Directions:
**1.** Please print the part of the Caffe setup text between "Alternatively, Intel MKL" and "the installation instructions.", inclusive, without changing a word.
**2.** Shorten the paragraph of the Caffe setup text that begins "For best performance" while keeping its main facts.
**3.** Name every variable that the Makefile.config lines in the Caffe setup text assign with ":=".

:: Text extract

The Caffe installation guide states: Install "MKL for better CPU performance."

For best performance, use Intel® Math Kernel Library (Intel® MKL) 2017, available for free as a Beta in Intel® Parallel Studio XE 2017 Beta. Intel MKL 2017 production release also known as gold release will be available September 2016.

Alternatively, Intel MKL 11.3.3 (the 2016 version) can be downloaded and installed. To download it, first register for a free community license and follow the installation instructions.

Once installed, the correct environment libraries can be set as follows (the path may need to be modified):

echo 'source /opt/intel/bin/compilervars.sh intel64' >> ~/.bashrc
# alternatively edit <mkl_path>/mkl/bin/mklvars.sh replacing INSTALLDIR in
# CPRO_PATH=<INSTALLDIR> with the actual mkl path: CPRO_PATH=<full mkl path>
# echo 'source <mkl path>/mkl/bin/mklvars.sh intel64' >> ~/.bashrc

Clone and prepare Caffe optimized for Intel architecture for compiling as follows:

cd ~
# For BVLC caffe use:
# git clone https://github.com/BVLC/caffe.git
# For intel caffe use:
git clone https://github.com/intel/caffe.git 
cd caffe
echo "export CAFFE_ROOT=`pwd`" >> ~/.bashrc
source ~/.bashrc
cp Makefile.config.example Makefile.config
# Open Makefile.config and modify it (see comments in the Makefile)
vi Makefile.config

Edit the Makefile.config:

# To run on CPU only and to avoid installing CUDA installers, uncomment
​CPU_ONLY := 1

# To use MKL, replace atlas with mkl as follows
# (make sure that the BLAS_DIR and BLAS_LIB paths are correct)
BLAS := mkl
BLAS_DIR := $(MKLROOT)/include
BLAS_LIB := $(MKLROOT)/lib/intel64

# To use MKL2017 DNN primitives as the default engine, uncomment
# (however leave it commented if using multinode training)

::::
:: Source excerpt

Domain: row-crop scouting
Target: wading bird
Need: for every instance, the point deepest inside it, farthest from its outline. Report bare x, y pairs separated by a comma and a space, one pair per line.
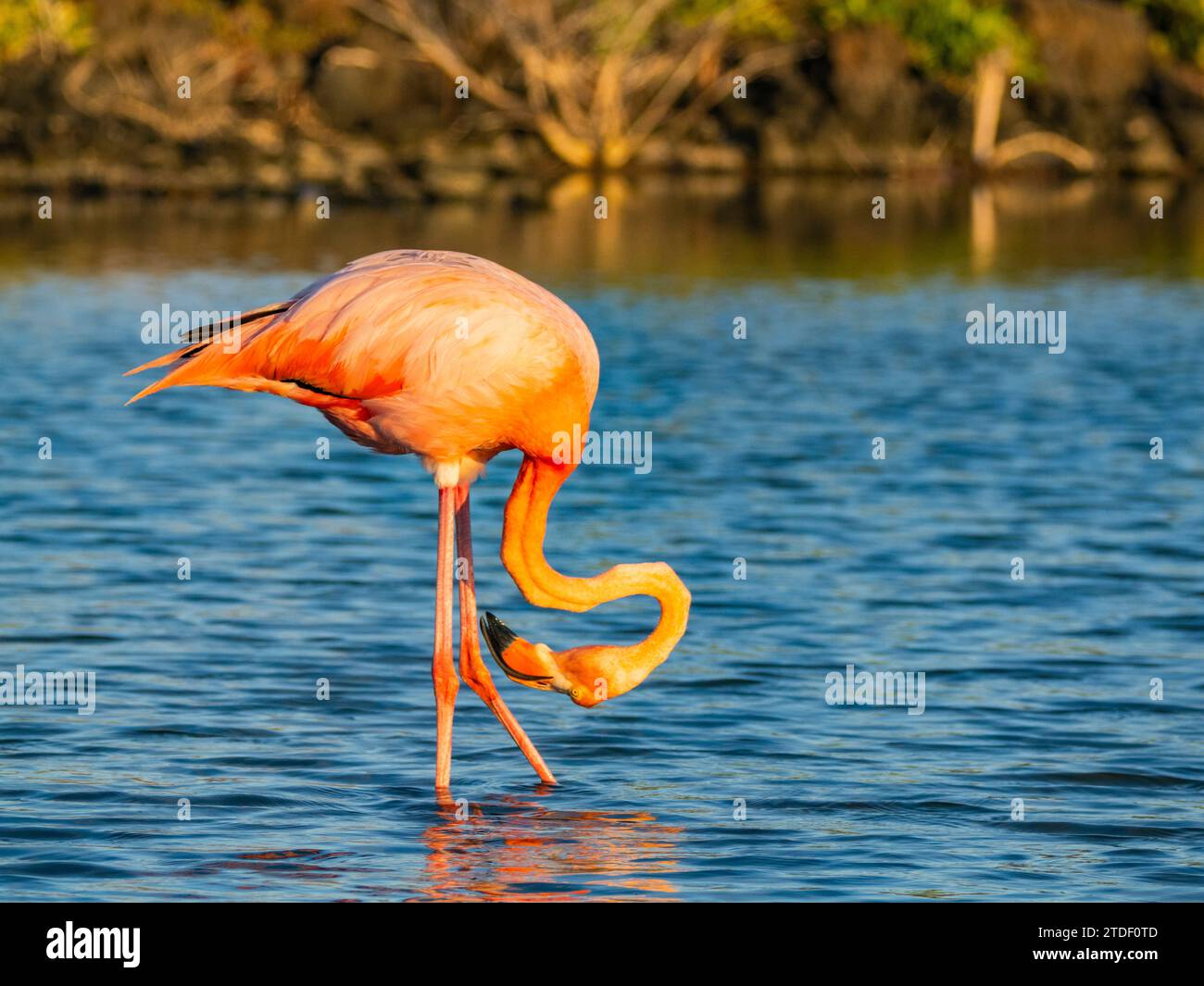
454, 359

::::

Solutions below:
**1.**
Alternatively, Intel MKL 11.3.3 (the 2016 version) can be downloaded and installed. To download it, first register for a free community license and follow the installation instructions.

**2.** Intel MKL 2017 gives the best performance. It is free as a Beta in Intel Parallel Studio XE 2017 Beta, and its production (gold) release will be available in September 2016.

**3.**
CPU_ONLY
BLAS
BLAS_DIR
BLAS_LIB